*** Records Section Begins ***

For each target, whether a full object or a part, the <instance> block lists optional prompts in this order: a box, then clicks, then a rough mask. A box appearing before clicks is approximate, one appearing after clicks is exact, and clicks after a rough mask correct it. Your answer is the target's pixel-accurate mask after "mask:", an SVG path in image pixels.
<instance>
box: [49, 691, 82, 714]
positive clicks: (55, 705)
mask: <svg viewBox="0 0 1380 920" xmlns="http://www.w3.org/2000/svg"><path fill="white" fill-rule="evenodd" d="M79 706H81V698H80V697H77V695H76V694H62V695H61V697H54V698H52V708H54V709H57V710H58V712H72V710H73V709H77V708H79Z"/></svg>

*** Records Section Ends ***
*** Records Section Begins ***

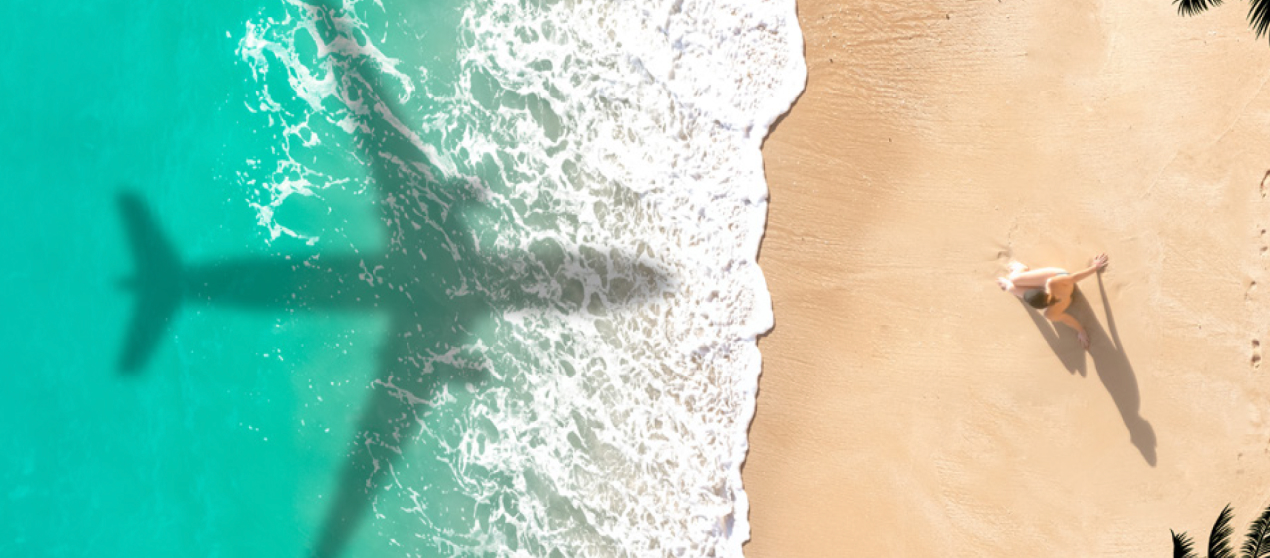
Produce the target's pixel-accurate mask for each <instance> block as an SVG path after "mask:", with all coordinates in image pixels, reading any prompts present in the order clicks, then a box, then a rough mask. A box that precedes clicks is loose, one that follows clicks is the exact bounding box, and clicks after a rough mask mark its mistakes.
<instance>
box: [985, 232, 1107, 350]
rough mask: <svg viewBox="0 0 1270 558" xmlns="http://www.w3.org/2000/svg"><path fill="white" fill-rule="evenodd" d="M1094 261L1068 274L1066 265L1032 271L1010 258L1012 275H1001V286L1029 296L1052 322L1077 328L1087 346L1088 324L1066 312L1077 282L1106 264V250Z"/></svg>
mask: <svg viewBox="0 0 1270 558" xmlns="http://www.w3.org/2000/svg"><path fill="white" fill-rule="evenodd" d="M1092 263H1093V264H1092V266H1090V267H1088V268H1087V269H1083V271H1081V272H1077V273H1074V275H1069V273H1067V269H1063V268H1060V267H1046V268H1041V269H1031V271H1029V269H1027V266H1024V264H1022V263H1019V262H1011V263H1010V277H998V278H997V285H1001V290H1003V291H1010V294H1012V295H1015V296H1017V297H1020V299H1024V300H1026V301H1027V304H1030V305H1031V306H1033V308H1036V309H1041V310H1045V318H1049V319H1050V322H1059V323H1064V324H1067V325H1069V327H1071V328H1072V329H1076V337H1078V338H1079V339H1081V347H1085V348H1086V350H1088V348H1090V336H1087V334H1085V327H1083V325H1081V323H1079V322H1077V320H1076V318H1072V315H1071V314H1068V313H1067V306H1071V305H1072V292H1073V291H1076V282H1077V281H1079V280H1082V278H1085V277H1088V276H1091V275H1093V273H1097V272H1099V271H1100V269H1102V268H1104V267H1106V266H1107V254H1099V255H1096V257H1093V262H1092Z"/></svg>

*** Records Section Ends ***

# What needs to be done:
List every line in the entries above that contains the word "prompts".

# Reply:
For each target, whether a full object or a part, the <instance> block lists optional prompts in this order: a box, then clicks, then a rough mask. A box appearing before clicks is approximate, one appearing after clicks is exact, and clicks after a rough mask correct it. Your answer is the target's pixel-accurate mask after "mask:", an SVG path in image pixels.
Produce the target's pixel-accurate mask for each <instance> block as an SVG path after "mask:", with all coordinates in image pixels, reading any prompts present in the order clicks, then a box, then a rough mask. A box that precedes clicks is loose, one that follows clicks is the exact bounding box, and clicks after a rough mask mark its mistakes.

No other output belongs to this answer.